> _Reading text_:
A NASA astronaut just landed in a Russian spacecraft, and all is well

• ARS Technica

After more than a month of speculation, NASA astronaut Mark Vande Hei did in fact return to Earth inside a Russian Soyuz spacecraft Wednesday, on the dusty steppes of Kazakhstan.

The landing of the small descent module was nominal, with clear skies in Kazakhstan a couple of hours before local sunset. Soyuz Commander Anton Shkaplerov emerged first from the vehicle, followed by Flight Engineer Pyotr Dubrov, and then finally Vande Hei, who soon donned a pair of sunglasses and flashed a thumbs-up at the camera.

Dubrov and Vande Hei both flew a 355-day mission, having launched to the International Space Station on April 9, 2021. For Vande Hei, this set a US duration record for a single spaceflight. A Russian cosmonaut, Valeri Polyakov, holds the global record for such a mission, having spent 437 days on the Mir space station in the mid-1990s.

> _Data_:
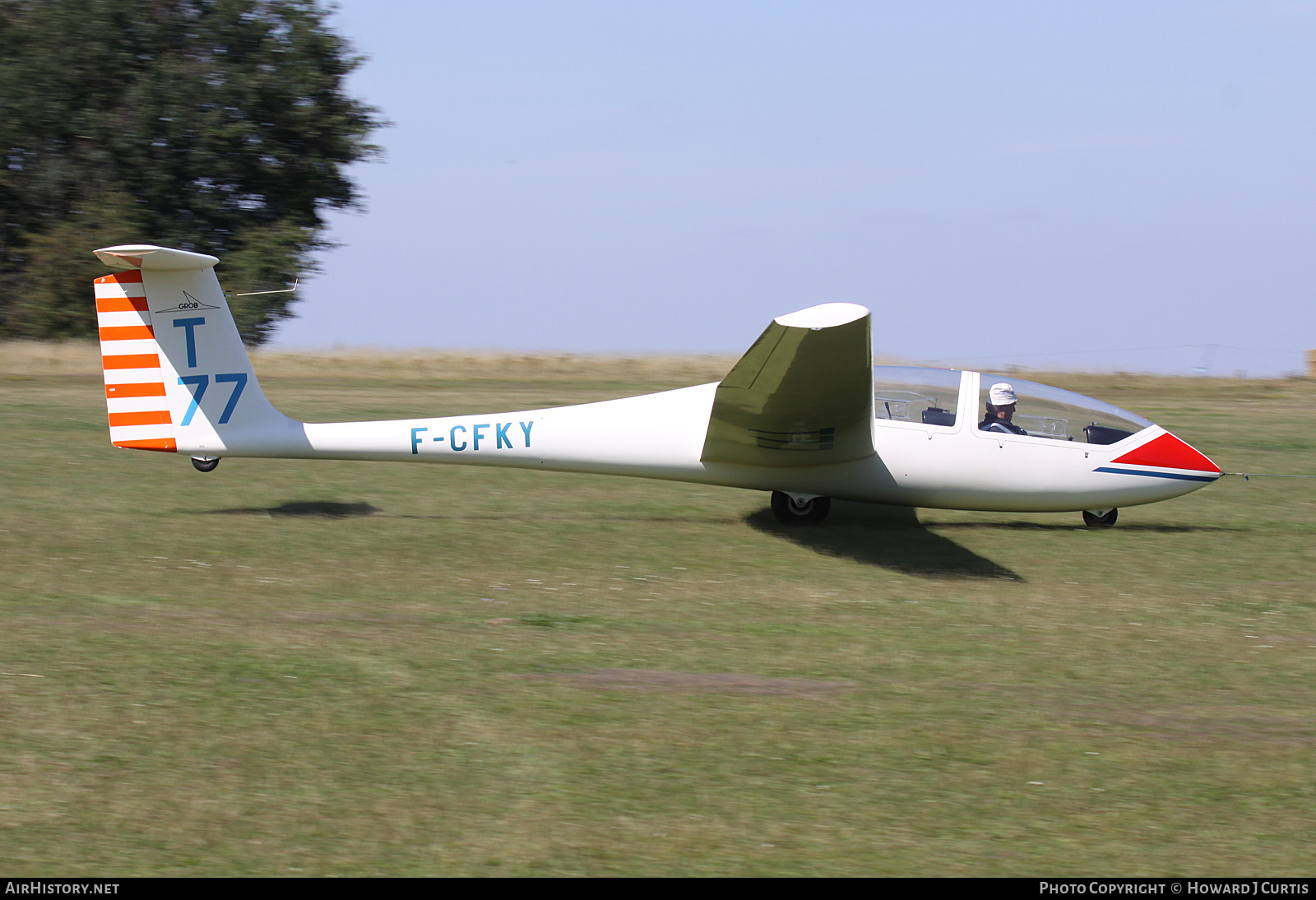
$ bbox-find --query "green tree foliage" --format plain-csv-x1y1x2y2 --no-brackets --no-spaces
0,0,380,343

--

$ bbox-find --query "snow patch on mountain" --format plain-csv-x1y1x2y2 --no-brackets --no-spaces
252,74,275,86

> _Instruction 1_: In one to three sentences, explain why, according to the Soyuz landing article, Vande Hei's 355-day mission set only a US record and not the global one.
> _Instruction 2_: Rewrite the paragraph of the Soyuz landing article that begins "The landing of the small descent module" as a short bulleted list, keeping its main facts.
> _Instruction 3_: Carry on the Soyuz landing article from the point where it stops.
The rows have no connection to the Soyuz landing article.

> _Final result 1_: The global record for a single spaceflight belongs to Russian cosmonaut Valeri Polyakov. He spent 437 days on the Mir space station in the mid-1990s, which is longer than Vande Hei's 355 days.

> _Final result 2_:
- The descent module's landing was nominal.
- Skies in Kazakhstan were clear, a couple of hours before local sunset.
- Soyuz Commander Anton Shkaplerov came out of the vehicle first.
- Flight Engineer Pyotr Dubrov came out second.
- Vande Hei came out last, then put on sunglasses and gave the camera a thumbs-up.

> _Final result 3_:
There were no signs of the geopolitical tensions during the landing or broadcast feed provided by Roscosmos. At one point, the large video board in Mission Control Moscow flashed up a "Welcome back, Mark!" greeting in English. All of the televised images and broadcast commentary showed no hint of the conflict, and there was absolutely zero Russian war propaganda to be seen in the Soyuz landing zone.